# What is expected:
Write down, unchanged, the entries from the first line through the line holding "Kindly outline every instance of the curved". Include no other line.

# The data:
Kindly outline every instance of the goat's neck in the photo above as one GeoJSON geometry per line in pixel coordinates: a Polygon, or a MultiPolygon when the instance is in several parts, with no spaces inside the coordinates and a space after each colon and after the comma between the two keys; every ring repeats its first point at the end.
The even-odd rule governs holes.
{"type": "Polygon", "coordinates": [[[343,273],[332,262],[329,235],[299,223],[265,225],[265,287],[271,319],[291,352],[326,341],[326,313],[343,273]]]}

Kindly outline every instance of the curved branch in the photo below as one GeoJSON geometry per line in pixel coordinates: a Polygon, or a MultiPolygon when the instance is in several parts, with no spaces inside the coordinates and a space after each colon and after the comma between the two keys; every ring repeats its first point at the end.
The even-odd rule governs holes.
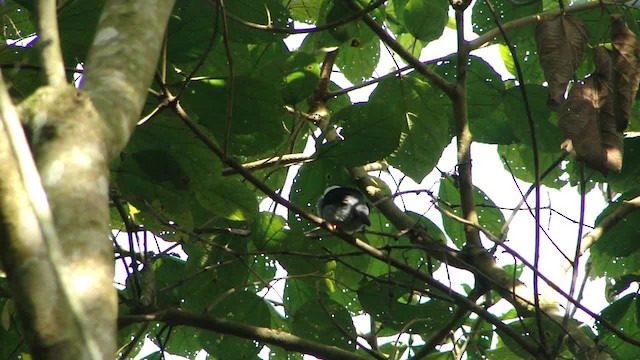
{"type": "Polygon", "coordinates": [[[354,13],[352,13],[349,16],[344,17],[343,19],[340,20],[336,20],[332,23],[328,23],[328,24],[324,24],[324,25],[319,25],[316,26],[314,28],[310,28],[310,29],[287,29],[287,28],[278,28],[278,27],[274,27],[271,25],[262,25],[262,24],[256,24],[253,23],[251,21],[247,21],[244,20],[240,17],[237,17],[233,14],[230,13],[226,13],[226,17],[228,17],[229,19],[242,24],[246,27],[250,27],[252,29],[257,29],[257,30],[263,30],[263,31],[268,31],[268,32],[272,32],[272,33],[280,33],[280,34],[308,34],[308,33],[314,33],[314,32],[320,32],[320,31],[325,31],[325,30],[330,30],[330,29],[334,29],[338,26],[350,23],[353,20],[359,19],[361,18],[363,15],[366,15],[368,13],[370,13],[371,11],[379,8],[380,6],[382,6],[382,4],[385,3],[386,0],[376,0],[372,3],[370,3],[369,5],[365,6],[364,8],[362,8],[359,11],[356,11],[354,13]]]}
{"type": "MultiPolygon", "coordinates": [[[[530,24],[535,24],[537,22],[543,21],[543,20],[548,20],[551,18],[554,18],[558,15],[561,14],[572,14],[572,13],[576,13],[576,12],[581,12],[581,11],[586,11],[586,10],[591,10],[591,9],[595,9],[597,7],[600,7],[602,5],[616,5],[616,4],[621,4],[622,1],[607,1],[607,0],[601,0],[601,1],[594,1],[594,2],[588,2],[588,3],[584,3],[584,4],[577,4],[571,7],[567,7],[564,10],[563,9],[556,9],[556,10],[549,10],[549,11],[545,11],[542,12],[540,14],[534,14],[534,15],[530,15],[530,16],[526,16],[520,19],[516,19],[513,21],[509,21],[507,23],[502,24],[502,31],[504,32],[508,32],[514,29],[518,29],[521,28],[523,26],[526,25],[530,25],[530,24]]],[[[484,44],[490,42],[491,40],[497,38],[501,33],[501,29],[499,28],[494,28],[491,29],[489,31],[487,31],[486,33],[480,35],[477,39],[469,42],[469,48],[471,50],[476,50],[479,49],[480,47],[484,46],[484,44]]]]}
{"type": "Polygon", "coordinates": [[[631,200],[623,201],[622,205],[614,212],[600,220],[598,225],[584,236],[582,246],[580,247],[580,255],[584,254],[591,246],[593,246],[604,233],[609,231],[617,223],[624,220],[629,214],[640,208],[640,196],[636,196],[631,200]]]}
{"type": "MultiPolygon", "coordinates": [[[[315,158],[313,156],[309,156],[306,154],[285,154],[281,156],[273,156],[268,159],[260,159],[256,161],[252,161],[250,163],[242,164],[242,167],[247,170],[259,170],[268,168],[273,165],[280,166],[289,166],[298,163],[308,163],[313,161],[315,158]]],[[[229,176],[236,174],[236,170],[233,168],[225,168],[222,170],[223,176],[229,176]]]]}
{"type": "Polygon", "coordinates": [[[255,340],[269,345],[279,346],[285,350],[317,356],[321,359],[363,360],[365,358],[351,351],[335,346],[323,345],[306,340],[282,330],[247,325],[241,322],[206,314],[194,314],[179,309],[167,309],[151,314],[128,315],[120,317],[118,325],[122,328],[136,322],[160,321],[167,325],[185,325],[217,333],[234,335],[243,339],[255,340]]]}
{"type": "MultiPolygon", "coordinates": [[[[360,6],[356,4],[354,0],[343,0],[347,2],[347,5],[354,10],[359,10],[360,6]]],[[[371,16],[365,15],[362,17],[362,21],[393,51],[398,53],[402,60],[411,65],[416,71],[424,75],[434,86],[442,90],[447,96],[452,97],[455,95],[455,85],[445,80],[440,75],[436,74],[433,70],[429,69],[420,60],[413,56],[407,49],[405,49],[399,42],[397,42],[386,30],[381,28],[371,16]]]]}

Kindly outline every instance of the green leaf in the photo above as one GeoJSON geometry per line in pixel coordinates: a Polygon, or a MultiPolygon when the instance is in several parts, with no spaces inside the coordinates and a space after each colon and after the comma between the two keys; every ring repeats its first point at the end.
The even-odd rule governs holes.
{"type": "MultiPolygon", "coordinates": [[[[427,233],[435,240],[441,241],[443,244],[447,242],[447,238],[440,230],[440,228],[434,224],[429,218],[426,218],[420,214],[414,212],[407,212],[407,215],[416,221],[417,225],[424,227],[427,233]]],[[[390,257],[396,259],[402,259],[402,262],[414,269],[426,269],[426,271],[434,272],[439,266],[440,262],[432,259],[425,253],[423,249],[414,246],[407,237],[400,237],[395,239],[390,235],[395,235],[398,230],[378,211],[371,213],[371,233],[367,233],[367,240],[371,246],[378,249],[387,248],[387,253],[390,257]],[[379,235],[379,233],[386,233],[389,236],[379,235]]],[[[372,259],[368,264],[368,268],[364,269],[367,274],[371,276],[381,276],[394,271],[393,267],[385,261],[372,259]]]]}
{"type": "Polygon", "coordinates": [[[394,272],[363,282],[358,297],[364,310],[384,327],[428,336],[451,320],[451,303],[429,294],[416,295],[424,284],[394,272]]]}
{"type": "MultiPolygon", "coordinates": [[[[598,215],[595,226],[600,225],[604,218],[619,209],[626,200],[633,199],[638,195],[637,191],[622,194],[614,203],[607,206],[602,213],[598,215]]],[[[612,257],[625,257],[640,250],[640,243],[636,240],[638,235],[640,235],[640,228],[638,228],[639,222],[640,212],[632,211],[612,228],[603,232],[598,242],[591,247],[591,251],[602,252],[612,257]]]]}
{"type": "Polygon", "coordinates": [[[284,228],[286,223],[282,216],[274,213],[259,213],[251,228],[253,244],[258,250],[283,249],[287,237],[287,230],[284,228]]]}
{"type": "MultiPolygon", "coordinates": [[[[491,231],[494,235],[500,236],[500,231],[504,224],[504,215],[502,215],[502,212],[482,190],[477,187],[474,187],[474,190],[473,198],[476,203],[476,211],[480,225],[491,231]]],[[[458,186],[454,178],[446,177],[440,181],[438,197],[442,201],[440,206],[454,215],[463,217],[462,206],[460,205],[460,192],[458,191],[458,186]]],[[[442,214],[442,224],[451,241],[461,249],[466,243],[464,225],[444,214],[442,214]]]]}
{"type": "MultiPolygon", "coordinates": [[[[253,326],[271,326],[267,303],[249,291],[236,291],[217,299],[211,315],[253,326]]],[[[262,348],[262,344],[254,340],[206,332],[210,334],[211,340],[203,343],[202,348],[220,359],[255,359],[262,348]]]]}
{"type": "MultiPolygon", "coordinates": [[[[329,9],[325,20],[327,24],[340,22],[355,12],[347,5],[346,1],[333,1],[331,4],[331,9],[329,9]]],[[[365,5],[365,3],[362,2],[361,5],[365,5]]],[[[329,29],[329,33],[339,42],[350,45],[355,43],[366,44],[377,40],[376,35],[369,29],[367,24],[358,19],[331,28],[329,29]]]]}
{"type": "MultiPolygon", "coordinates": [[[[185,63],[200,59],[206,50],[203,45],[211,40],[214,29],[212,24],[215,21],[215,13],[206,1],[177,2],[167,28],[168,60],[172,63],[185,63]]],[[[218,37],[216,41],[222,48],[222,38],[218,37]]],[[[212,52],[215,50],[212,49],[212,52]]],[[[222,58],[225,59],[224,56],[222,58]]],[[[234,59],[237,57],[234,56],[234,59]]]]}
{"type": "MultiPolygon", "coordinates": [[[[523,79],[518,79],[518,81],[521,83],[524,82],[525,84],[541,85],[546,80],[542,67],[540,66],[540,59],[538,58],[534,30],[533,25],[521,27],[510,32],[509,40],[512,44],[516,44],[516,57],[522,69],[523,79]]],[[[500,54],[507,66],[507,70],[514,76],[517,76],[515,60],[513,59],[511,51],[507,47],[501,47],[500,54]]]]}
{"type": "MultiPolygon", "coordinates": [[[[640,332],[637,320],[637,303],[638,295],[628,294],[602,310],[601,315],[626,334],[637,334],[640,332]]],[[[633,359],[637,356],[638,348],[635,345],[614,335],[604,325],[597,324],[596,326],[600,334],[600,340],[608,346],[607,350],[609,352],[615,351],[618,359],[633,359]]]]}
{"type": "MultiPolygon", "coordinates": [[[[573,321],[573,320],[572,320],[573,321]]],[[[556,323],[555,321],[549,318],[542,319],[543,333],[547,344],[553,343],[555,339],[559,339],[562,336],[566,335],[566,331],[556,323]]],[[[538,331],[538,326],[535,318],[525,318],[519,319],[509,324],[509,327],[523,339],[525,342],[529,342],[531,346],[535,346],[535,344],[540,343],[540,332],[538,331]]],[[[520,344],[515,342],[510,335],[502,332],[501,330],[497,330],[498,335],[500,336],[500,340],[507,345],[509,350],[511,350],[516,355],[520,356],[522,359],[528,359],[531,357],[526,350],[524,350],[520,344]]],[[[566,346],[566,345],[563,345],[566,346]]]]}
{"type": "MultiPolygon", "coordinates": [[[[520,19],[527,15],[537,14],[542,11],[542,1],[535,1],[529,5],[516,6],[509,1],[504,2],[492,2],[494,11],[499,21],[504,24],[511,20],[520,19]]],[[[473,5],[473,12],[471,13],[471,26],[473,32],[482,35],[489,30],[496,28],[496,23],[489,10],[487,4],[483,1],[477,2],[473,5]]]]}
{"type": "Polygon", "coordinates": [[[5,77],[5,82],[11,84],[11,95],[19,99],[26,98],[44,85],[42,74],[36,70],[42,66],[40,50],[32,45],[0,47],[0,63],[13,64],[2,67],[2,76],[5,77]]]}
{"type": "Polygon", "coordinates": [[[226,138],[232,153],[251,156],[273,151],[285,139],[284,104],[279,94],[273,83],[236,77],[233,82],[229,79],[194,81],[182,102],[188,111],[197,115],[203,126],[211,130],[220,144],[226,138]]]}
{"type": "Polygon", "coordinates": [[[422,49],[424,49],[425,42],[416,39],[411,34],[402,34],[398,36],[397,41],[402,45],[403,48],[407,49],[411,55],[416,58],[420,58],[420,54],[422,54],[422,49]]]}
{"type": "Polygon", "coordinates": [[[35,7],[26,5],[28,4],[21,1],[7,0],[0,7],[0,24],[3,29],[0,40],[3,45],[11,40],[24,39],[36,32],[36,24],[31,13],[35,7]]]}
{"type": "Polygon", "coordinates": [[[293,314],[293,334],[325,345],[354,350],[356,329],[340,304],[321,297],[302,305],[293,314]],[[346,334],[345,334],[346,333],[346,334]]]}
{"type": "MultiPolygon", "coordinates": [[[[513,173],[515,177],[528,183],[535,181],[533,166],[533,150],[525,144],[499,145],[498,154],[506,160],[503,162],[505,170],[513,173]],[[509,165],[509,166],[507,166],[509,165]]],[[[540,175],[549,169],[555,163],[562,153],[558,152],[538,152],[540,163],[540,175]]],[[[562,177],[565,171],[562,170],[560,164],[556,165],[551,172],[542,179],[542,185],[552,189],[560,189],[567,184],[567,180],[562,177]]]]}
{"type": "Polygon", "coordinates": [[[196,199],[202,207],[234,221],[246,221],[256,216],[256,196],[242,179],[234,177],[210,180],[199,181],[195,186],[196,199]]]}
{"type": "Polygon", "coordinates": [[[449,3],[445,0],[408,0],[404,8],[405,25],[419,40],[436,40],[449,20],[448,11],[449,3]]]}
{"type": "Polygon", "coordinates": [[[103,7],[104,0],[76,0],[58,11],[60,46],[67,66],[86,61],[103,7]]]}
{"type": "Polygon", "coordinates": [[[287,1],[291,18],[295,21],[312,24],[318,22],[322,10],[330,4],[325,0],[287,1]]]}
{"type": "Polygon", "coordinates": [[[400,142],[404,118],[398,115],[393,105],[380,102],[354,104],[341,110],[333,119],[342,124],[344,140],[324,144],[318,157],[346,167],[385,158],[400,142]]]}
{"type": "MultiPolygon", "coordinates": [[[[210,11],[210,10],[209,10],[210,11]]],[[[219,16],[234,16],[246,22],[273,26],[275,28],[292,28],[291,14],[279,0],[234,0],[224,4],[224,13],[219,16]]],[[[260,44],[278,41],[285,37],[283,33],[254,29],[238,21],[227,20],[227,36],[233,42],[260,44]]],[[[225,31],[223,21],[218,22],[218,33],[225,31]]]]}
{"type": "Polygon", "coordinates": [[[136,131],[116,169],[124,198],[139,210],[153,206],[185,230],[193,227],[195,201],[209,216],[253,218],[258,211],[253,191],[239,178],[221,177],[218,158],[175,121],[159,116],[136,131]]]}
{"type": "MultiPolygon", "coordinates": [[[[0,280],[0,282],[6,289],[6,281],[0,280]]],[[[0,356],[3,359],[15,359],[20,354],[29,353],[29,347],[22,330],[22,322],[16,311],[14,300],[0,299],[0,313],[2,314],[0,356]]]]}
{"type": "MultiPolygon", "coordinates": [[[[454,82],[457,61],[445,60],[435,71],[454,82]]],[[[502,79],[483,59],[470,56],[467,68],[467,116],[475,140],[490,143],[512,143],[513,131],[502,110],[505,89],[502,79]]]]}
{"type": "MultiPolygon", "coordinates": [[[[625,200],[638,196],[638,190],[622,194],[616,202],[607,206],[598,218],[596,226],[606,217],[622,206],[625,200]]],[[[592,276],[607,275],[618,278],[623,275],[636,274],[640,269],[640,246],[637,235],[640,233],[637,223],[640,213],[633,211],[611,229],[605,231],[602,237],[591,247],[589,262],[592,265],[592,276]]]]}
{"type": "Polygon", "coordinates": [[[283,74],[282,99],[286,104],[295,105],[313,94],[320,67],[314,56],[298,52],[285,61],[283,74]]]}
{"type": "Polygon", "coordinates": [[[420,182],[437,164],[449,145],[451,103],[442,93],[415,76],[380,82],[370,101],[388,106],[389,116],[402,126],[400,147],[388,161],[414,181],[420,182]]]}
{"type": "Polygon", "coordinates": [[[380,42],[359,42],[340,45],[340,55],[336,59],[336,66],[342,74],[354,84],[360,84],[371,78],[373,71],[380,61],[380,42]]]}
{"type": "Polygon", "coordinates": [[[638,188],[640,178],[640,137],[624,139],[622,171],[607,174],[606,181],[615,192],[628,192],[638,188]]]}
{"type": "MultiPolygon", "coordinates": [[[[540,85],[527,85],[525,89],[538,150],[560,153],[560,143],[564,140],[562,129],[558,126],[557,113],[552,113],[547,106],[547,89],[540,85]]],[[[531,129],[520,87],[506,91],[504,109],[515,135],[522,143],[531,146],[531,129]]]]}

# Written reply:
Kindly outline every instance of the goat's neck in the photo above as one GeoJSON geometry per line in pixel coordinates: a Polygon, or a MultiPolygon when the instance is in several parts, with no spaces inside the coordinates and a space after each colon and after the comma between the two keys; every ring repeats its first point at the end.
The even-odd rule governs holes.
{"type": "Polygon", "coordinates": [[[343,273],[332,262],[329,235],[299,223],[265,225],[265,287],[271,319],[291,352],[326,341],[326,313],[343,273]]]}

Kindly outline every instance of the curved branch in the photo below as one GeoJSON geometry per line in pixel coordinates: a Polygon, or a MultiPolygon when the instance is in several parts, with no spaces inside the coordinates and a space after each colon and after the comma between the two keys; every ring repeats its first point at the end.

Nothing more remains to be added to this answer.